ZMYND10 formed a cytoplasmic protein complex
We and others previously reported that ZMYND10 interacts with LRRC6 [20, 21]. Given that both proteins are cytoplasmic, we examined whether they interacted with other cytoplasmic proteins that are known to be defective in PCD by co-immunoprecipitation in human embryonic kidney (HEK) 293T cells. We also obtained potential interactors from a web-based protein-protein interaction database, PrePPI (https://honiglab.c2b2.columbia.edu/PrePPI/index_old.html). ZMYND10 was found to interact with C21ORF59 and DYX1C1 (DNAAF4), IQ motif and ubiquitin domain-containing protein (IQUB), Tctex1 domain-containing D1 (TCTEX1D1), and DNAI1, but not with DNAI2 (S7 Fig). TCTEX1D1 is a dynein light chain of ODA , and one of the intermediate chain proteins of ODA, DNAI1, interacts with ZMYND10. Interactions with LRRC6 and REPTIN, which are essential for cilia motility , as well as interactions with C21ORF59, DNAI1, and IQUB were confirmed by glutathione S-transferase (GST) pulldown assays using lysates from mTECs (Fig 4A). In addition, we found that ZMYND10 interacted with heat shock cognate protein 70 (HSC70), a constitutively expressed molecular chaperone (S8 Fig), suggesting that ZMYND10 played a role in the folding and assembly of dynein arms through cooperation with HSC70. These protein-protein interactions are illustrated in Fig 4B. REPTIN and C21ORF59 expression was also examined in mTECs at ALI 14 by immunofluorescence microscopy. REPTIN and C21ORF59 signals were reduced in Zmynd10−/− mTECs (Fig 4C–4E and S9 Fig). Interestingly, C21ORF59 was recently shown to interact with LRRC6 and Dishevelled (Dvl) and is implicated in planar cell polarity as well as the correct localization of ODAs to motile cilia . Our results demonstrated that ZMYND10 interacted with cytoplasmic proteins associated with PCD and that some interaction partners were downregulated in the absence of Zmynd10.

----

Continue the passage on ZMYND10's cytoplasmic protein interactions, picking up right after its final sentence.

INPUT DATA:
----

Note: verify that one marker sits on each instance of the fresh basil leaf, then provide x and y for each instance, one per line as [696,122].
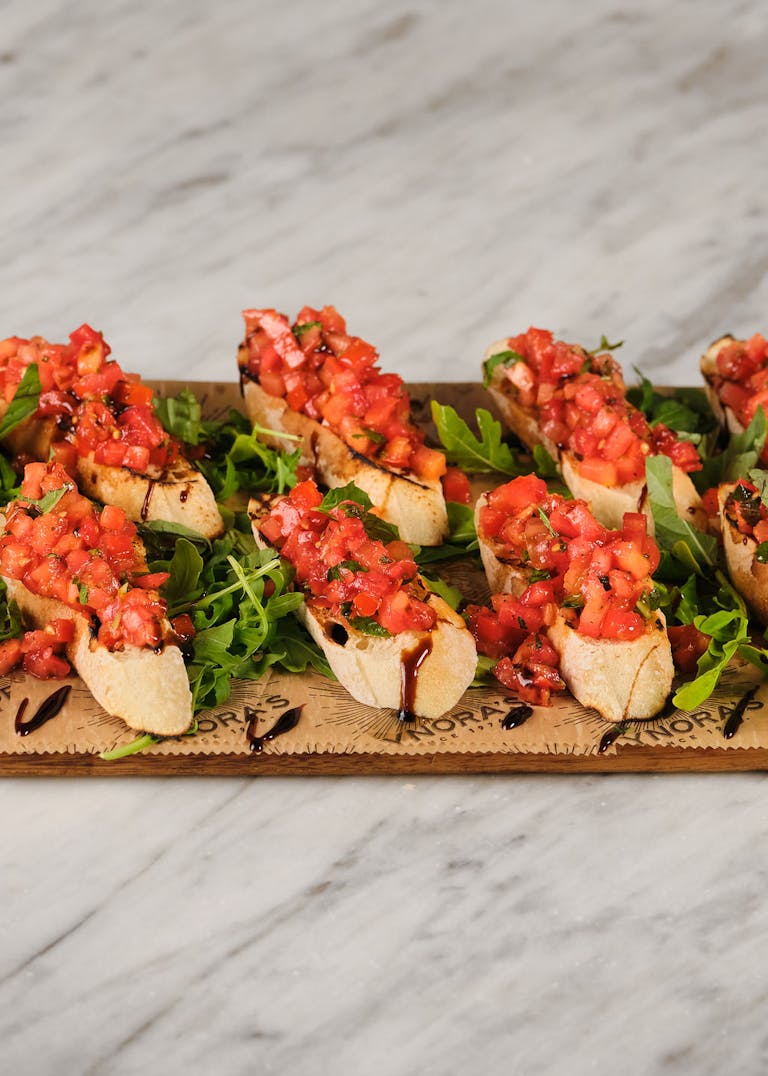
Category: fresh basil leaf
[545,520]
[450,594]
[25,401]
[741,455]
[500,358]
[336,571]
[371,435]
[367,625]
[51,499]
[605,345]
[478,454]
[182,416]
[460,523]
[342,493]
[678,536]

----

RESPONSE FOR THIS EXERCISE:
(A) GST pulldown assays of the purified MYND domain of ZMYND10 or the full-length protein. DNAI1, IQUB, REPTIN, LRRC6, and C21ORF59 in mTECs were pulled down by full-length ZMYND10, but not by the MYND domain alone. (B) Interactors of ZMYND10. Dotted lines are interactions identified in this study, whereas solid lines are from previous studies. (C, D) Immunofluorescence analysis of DNAI2 (green) or acetylated α-tubulin (Ac-α-tub, green) and C21ORF59 (red) in mTECs. At ALI day 14, C21ORF59 was observed in the cytoplasm whereas DNAI2 was localized in both cytoplasm and cilia in Zmynd10+/+ mTECs. DNAI2 and C21ORF59 were downregulated in Zmynd10-deficient mTECs. Scale bars, 10 μm. (E) Immunofluorescence analysis of Ac-α-tub (green) and REPTIN (red) in mTECs. REPTIN was localized in the cytoplasm of Zmynd10+/+ mTECs, but was absent in Zmynd10−/− cells. Scale bars, 10 μm.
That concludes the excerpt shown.